───── Records shown

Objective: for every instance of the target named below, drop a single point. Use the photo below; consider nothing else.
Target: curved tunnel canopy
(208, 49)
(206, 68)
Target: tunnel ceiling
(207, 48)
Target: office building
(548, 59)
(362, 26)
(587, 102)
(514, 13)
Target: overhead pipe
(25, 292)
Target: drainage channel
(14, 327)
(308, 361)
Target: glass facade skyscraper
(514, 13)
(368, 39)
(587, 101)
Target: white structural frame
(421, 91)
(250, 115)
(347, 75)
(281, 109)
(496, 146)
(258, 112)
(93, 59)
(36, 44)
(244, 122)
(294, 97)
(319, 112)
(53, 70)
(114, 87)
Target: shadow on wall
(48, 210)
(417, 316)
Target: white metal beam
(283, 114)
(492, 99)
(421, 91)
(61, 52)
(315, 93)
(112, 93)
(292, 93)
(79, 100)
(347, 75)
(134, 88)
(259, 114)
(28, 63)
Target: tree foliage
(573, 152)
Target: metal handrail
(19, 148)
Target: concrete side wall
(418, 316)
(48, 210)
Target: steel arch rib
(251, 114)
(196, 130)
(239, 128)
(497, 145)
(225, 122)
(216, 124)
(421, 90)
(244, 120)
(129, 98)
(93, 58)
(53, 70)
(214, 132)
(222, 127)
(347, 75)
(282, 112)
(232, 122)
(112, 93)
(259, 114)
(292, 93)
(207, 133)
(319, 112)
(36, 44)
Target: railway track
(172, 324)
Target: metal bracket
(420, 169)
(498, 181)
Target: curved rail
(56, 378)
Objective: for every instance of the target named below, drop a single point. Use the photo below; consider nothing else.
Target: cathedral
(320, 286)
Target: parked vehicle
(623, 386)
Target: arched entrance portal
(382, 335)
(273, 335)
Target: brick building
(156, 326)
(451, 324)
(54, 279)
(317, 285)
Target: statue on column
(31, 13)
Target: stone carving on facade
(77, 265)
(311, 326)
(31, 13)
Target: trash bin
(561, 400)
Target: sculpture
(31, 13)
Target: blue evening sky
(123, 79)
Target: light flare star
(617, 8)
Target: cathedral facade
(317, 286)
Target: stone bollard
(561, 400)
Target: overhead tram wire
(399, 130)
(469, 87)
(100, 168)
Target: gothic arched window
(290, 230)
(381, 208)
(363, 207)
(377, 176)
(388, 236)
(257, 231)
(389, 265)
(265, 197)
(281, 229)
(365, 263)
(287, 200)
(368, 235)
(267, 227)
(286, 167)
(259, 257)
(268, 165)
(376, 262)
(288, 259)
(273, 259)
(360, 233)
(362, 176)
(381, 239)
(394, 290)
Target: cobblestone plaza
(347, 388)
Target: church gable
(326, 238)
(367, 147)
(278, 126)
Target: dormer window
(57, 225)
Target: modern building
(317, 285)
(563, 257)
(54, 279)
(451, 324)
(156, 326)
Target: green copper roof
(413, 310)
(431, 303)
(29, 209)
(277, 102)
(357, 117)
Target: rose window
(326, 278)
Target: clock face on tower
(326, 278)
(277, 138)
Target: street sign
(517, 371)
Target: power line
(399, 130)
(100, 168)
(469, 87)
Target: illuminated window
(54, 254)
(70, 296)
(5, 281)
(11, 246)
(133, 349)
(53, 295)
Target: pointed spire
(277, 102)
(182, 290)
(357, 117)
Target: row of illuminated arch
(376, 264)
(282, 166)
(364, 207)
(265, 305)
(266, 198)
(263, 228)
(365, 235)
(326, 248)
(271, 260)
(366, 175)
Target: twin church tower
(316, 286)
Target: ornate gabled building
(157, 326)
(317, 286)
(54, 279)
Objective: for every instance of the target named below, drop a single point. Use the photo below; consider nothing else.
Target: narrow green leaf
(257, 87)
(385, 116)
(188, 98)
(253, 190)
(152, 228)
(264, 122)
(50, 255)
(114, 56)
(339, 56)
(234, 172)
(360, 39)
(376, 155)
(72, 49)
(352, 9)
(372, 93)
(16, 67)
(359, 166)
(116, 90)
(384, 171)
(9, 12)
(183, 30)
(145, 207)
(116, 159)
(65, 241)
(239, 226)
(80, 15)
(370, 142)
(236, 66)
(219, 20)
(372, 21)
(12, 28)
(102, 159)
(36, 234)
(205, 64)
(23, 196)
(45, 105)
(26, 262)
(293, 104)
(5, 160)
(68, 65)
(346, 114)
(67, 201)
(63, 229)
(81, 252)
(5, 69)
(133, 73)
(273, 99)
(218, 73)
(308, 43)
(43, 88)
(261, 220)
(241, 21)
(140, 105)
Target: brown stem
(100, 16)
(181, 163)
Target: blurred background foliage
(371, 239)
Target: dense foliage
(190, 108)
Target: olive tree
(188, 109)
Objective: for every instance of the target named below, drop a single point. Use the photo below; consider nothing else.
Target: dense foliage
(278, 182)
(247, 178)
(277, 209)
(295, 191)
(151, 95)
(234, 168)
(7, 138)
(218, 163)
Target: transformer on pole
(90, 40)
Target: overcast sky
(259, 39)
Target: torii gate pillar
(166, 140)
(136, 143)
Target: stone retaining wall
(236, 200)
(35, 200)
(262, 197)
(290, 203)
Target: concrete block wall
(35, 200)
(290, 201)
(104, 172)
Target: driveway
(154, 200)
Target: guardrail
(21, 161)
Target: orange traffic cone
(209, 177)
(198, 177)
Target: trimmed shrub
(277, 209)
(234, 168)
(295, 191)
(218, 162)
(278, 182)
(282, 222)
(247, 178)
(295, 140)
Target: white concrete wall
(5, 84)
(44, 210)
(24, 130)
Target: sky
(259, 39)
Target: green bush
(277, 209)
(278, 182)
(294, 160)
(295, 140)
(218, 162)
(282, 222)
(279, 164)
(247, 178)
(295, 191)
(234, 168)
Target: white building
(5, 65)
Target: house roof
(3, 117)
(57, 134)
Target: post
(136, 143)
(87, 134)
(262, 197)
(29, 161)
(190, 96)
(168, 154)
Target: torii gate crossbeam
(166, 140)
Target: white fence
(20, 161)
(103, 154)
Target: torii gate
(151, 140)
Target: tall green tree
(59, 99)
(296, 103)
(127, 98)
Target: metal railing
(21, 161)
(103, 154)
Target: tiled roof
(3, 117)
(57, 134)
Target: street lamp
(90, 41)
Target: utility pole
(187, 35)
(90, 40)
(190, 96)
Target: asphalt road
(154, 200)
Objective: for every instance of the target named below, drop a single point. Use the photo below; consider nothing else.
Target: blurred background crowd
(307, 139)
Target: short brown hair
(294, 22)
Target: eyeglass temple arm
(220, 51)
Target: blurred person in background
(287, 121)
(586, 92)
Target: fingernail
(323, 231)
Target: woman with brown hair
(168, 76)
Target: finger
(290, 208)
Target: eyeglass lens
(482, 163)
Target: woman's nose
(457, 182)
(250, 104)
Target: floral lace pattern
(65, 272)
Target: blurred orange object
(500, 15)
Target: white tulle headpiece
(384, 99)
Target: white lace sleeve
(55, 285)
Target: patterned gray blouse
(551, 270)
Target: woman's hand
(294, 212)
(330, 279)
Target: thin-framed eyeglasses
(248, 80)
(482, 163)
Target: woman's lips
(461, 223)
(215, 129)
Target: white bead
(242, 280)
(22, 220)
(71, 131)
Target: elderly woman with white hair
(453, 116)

──────────

Transcribe all of the data above, keeping each line exactly as it stands.

Objective: for every instance of the target named below, drop a single point. Use the photo below; consider nothing else.
Target: curved tunnel canopy
(208, 49)
(206, 68)
Target: tunnel ceiling
(207, 48)
Target: office building
(548, 59)
(362, 26)
(587, 102)
(514, 13)
Target: overhead pipe
(25, 292)
Target: drainage channel
(14, 327)
(308, 361)
Target: glass facade skyscraper
(514, 13)
(368, 39)
(587, 101)
Target: white structural frame
(421, 91)
(250, 115)
(347, 75)
(281, 109)
(496, 146)
(258, 112)
(93, 59)
(36, 44)
(244, 122)
(294, 97)
(319, 112)
(53, 70)
(114, 87)
Target: shadow on wall
(48, 210)
(417, 316)
Target: white metal beam
(283, 114)
(492, 99)
(421, 91)
(61, 52)
(315, 93)
(112, 93)
(292, 93)
(79, 100)
(347, 75)
(134, 88)
(259, 114)
(28, 63)
Target: tree foliage
(573, 152)
Target: metal handrail
(19, 148)
Target: concrete side wall
(418, 316)
(48, 210)
Target: steel arch rib
(251, 114)
(196, 130)
(239, 128)
(497, 145)
(225, 122)
(216, 124)
(421, 90)
(244, 120)
(129, 98)
(93, 58)
(53, 70)
(214, 132)
(222, 127)
(347, 75)
(282, 112)
(232, 122)
(112, 93)
(259, 114)
(292, 93)
(207, 133)
(319, 112)
(36, 44)
Target: railway track
(172, 324)
Target: metal bracket
(420, 169)
(498, 181)
Target: curved rail
(56, 378)
Objective: for every instance of the target named below, drop a single point. Use the photo below; consider nothing else.
Target: cathedral
(320, 286)
Target: parked vehicle
(623, 386)
Target: arched entrance portal
(382, 335)
(273, 335)
Target: brick building
(156, 326)
(451, 324)
(54, 279)
(317, 285)
Target: statue on column
(31, 13)
Target: stone carving on facade
(77, 265)
(311, 326)
(31, 13)
Target: trash bin
(561, 400)
Target: sculpture
(31, 13)
Target: blue evening sky
(123, 79)
Target: light flare star
(617, 8)
Target: cathedral facade
(317, 286)
Target: stone bollard
(561, 400)
Target: overhead tram wire
(399, 130)
(469, 87)
(100, 168)
Target: gothic arched window
(290, 230)
(381, 208)
(363, 207)
(377, 176)
(388, 236)
(257, 231)
(389, 265)
(265, 197)
(281, 229)
(365, 263)
(287, 200)
(368, 235)
(267, 227)
(286, 167)
(259, 257)
(268, 165)
(376, 262)
(288, 259)
(273, 259)
(360, 233)
(362, 176)
(381, 239)
(394, 290)
Target: cobblestone plaza
(347, 388)
Target: church gable
(326, 238)
(367, 147)
(278, 126)
Target: dormer window
(57, 225)
Target: modern building
(317, 285)
(563, 257)
(54, 279)
(451, 324)
(156, 326)
Target: green copper roof
(413, 310)
(431, 303)
(29, 209)
(277, 102)
(357, 117)
Target: rose window
(326, 278)
Target: clock face on tower
(326, 278)
(277, 138)
Target: street sign
(517, 371)
Target: power line
(399, 130)
(100, 168)
(469, 87)
Target: illuminated window
(54, 254)
(70, 296)
(5, 281)
(11, 246)
(133, 349)
(53, 295)
Target: pointed spire
(277, 102)
(182, 290)
(357, 117)
Target: row of illuminated arch
(376, 264)
(282, 166)
(364, 207)
(265, 305)
(266, 198)
(263, 228)
(365, 235)
(326, 248)
(271, 260)
(366, 175)
Target: twin church tower
(316, 286)
Target: ornate gabled building
(157, 326)
(317, 286)
(54, 279)
Objective: for every instance of the target named below, drop a single point. Use the photo below; consider nothing else.
Target: narrow green leaf
(257, 87)
(385, 116)
(188, 98)
(253, 190)
(152, 228)
(264, 122)
(50, 255)
(114, 56)
(339, 56)
(234, 172)
(360, 39)
(376, 155)
(72, 49)
(352, 9)
(372, 93)
(16, 67)
(359, 166)
(116, 90)
(384, 171)
(9, 12)
(183, 30)
(145, 207)
(116, 159)
(65, 241)
(239, 226)
(80, 15)
(370, 142)
(236, 66)
(219, 20)
(372, 21)
(12, 28)
(102, 159)
(36, 234)
(205, 64)
(23, 196)
(45, 105)
(26, 262)
(293, 104)
(5, 160)
(68, 65)
(346, 114)
(67, 201)
(63, 229)
(81, 252)
(5, 69)
(133, 73)
(273, 99)
(218, 73)
(308, 43)
(43, 88)
(261, 220)
(241, 21)
(140, 105)
Target: brown stem
(100, 16)
(181, 163)
Target: blurred background foliage
(371, 239)
Target: dense foliage
(190, 108)
Target: olive tree
(188, 109)
Objective: for every instance of the target named below, drop a single point. Use the photo below; consider nothing else.
Target: dense foliage
(278, 182)
(247, 178)
(277, 209)
(295, 191)
(151, 95)
(234, 168)
(7, 138)
(218, 163)
Target: transformer on pole
(90, 40)
Target: overcast sky
(259, 39)
Target: torii gate pillar
(166, 140)
(136, 143)
Target: stone retaining wall
(236, 200)
(35, 200)
(262, 197)
(290, 203)
Target: concrete block wall
(35, 200)
(290, 201)
(104, 172)
Target: driveway
(154, 200)
Target: guardrail
(21, 161)
Target: orange traffic cone
(209, 177)
(198, 177)
Target: trimmed shrub
(277, 209)
(234, 168)
(295, 191)
(218, 162)
(278, 182)
(282, 222)
(247, 178)
(295, 140)
Target: white concrete wall
(5, 84)
(44, 210)
(24, 130)
Target: sky
(259, 39)
Target: green bush
(277, 209)
(278, 182)
(294, 160)
(295, 140)
(218, 162)
(282, 222)
(279, 164)
(247, 178)
(295, 191)
(234, 168)
Target: white building
(5, 65)
Target: house roof
(3, 117)
(57, 134)
Target: post
(136, 143)
(87, 134)
(262, 197)
(29, 161)
(190, 96)
(168, 154)
Target: torii gate crossbeam
(166, 140)
Target: white fence
(20, 161)
(103, 154)
Target: torii gate
(151, 140)
Target: tall green tree
(59, 99)
(296, 103)
(127, 98)
Target: metal railing
(21, 161)
(103, 154)
Target: tiled roof
(3, 117)
(57, 134)
Target: street lamp
(90, 41)
Target: utility pole
(187, 35)
(90, 40)
(190, 96)
Target: asphalt road
(154, 200)
Objective: for every instance of the target named below, drop a single point. Use the photo below; consider nothing else.
Target: blurred background crowd
(307, 139)
Target: short brown hair
(294, 22)
Target: eyeglass temple arm
(220, 51)
Target: blurred person in background
(287, 121)
(586, 92)
Target: fingernail
(323, 231)
Target: woman with brown hair
(168, 76)
Target: finger
(290, 208)
Target: eyeglass lens
(482, 163)
Target: woman's nose
(457, 182)
(250, 104)
Target: floral lace pattern
(65, 272)
Target: blurred orange object
(500, 15)
Target: white tulle headpiece
(384, 99)
Target: white lace sleeve
(55, 285)
Target: patterned gray blouse
(551, 270)
Target: woman's hand
(294, 212)
(330, 279)
Target: thin-framed eyeglasses
(248, 80)
(482, 163)
Target: woman's lips
(461, 223)
(215, 129)
Target: white bead
(242, 280)
(22, 220)
(71, 131)
Target: elderly woman with white hair
(453, 116)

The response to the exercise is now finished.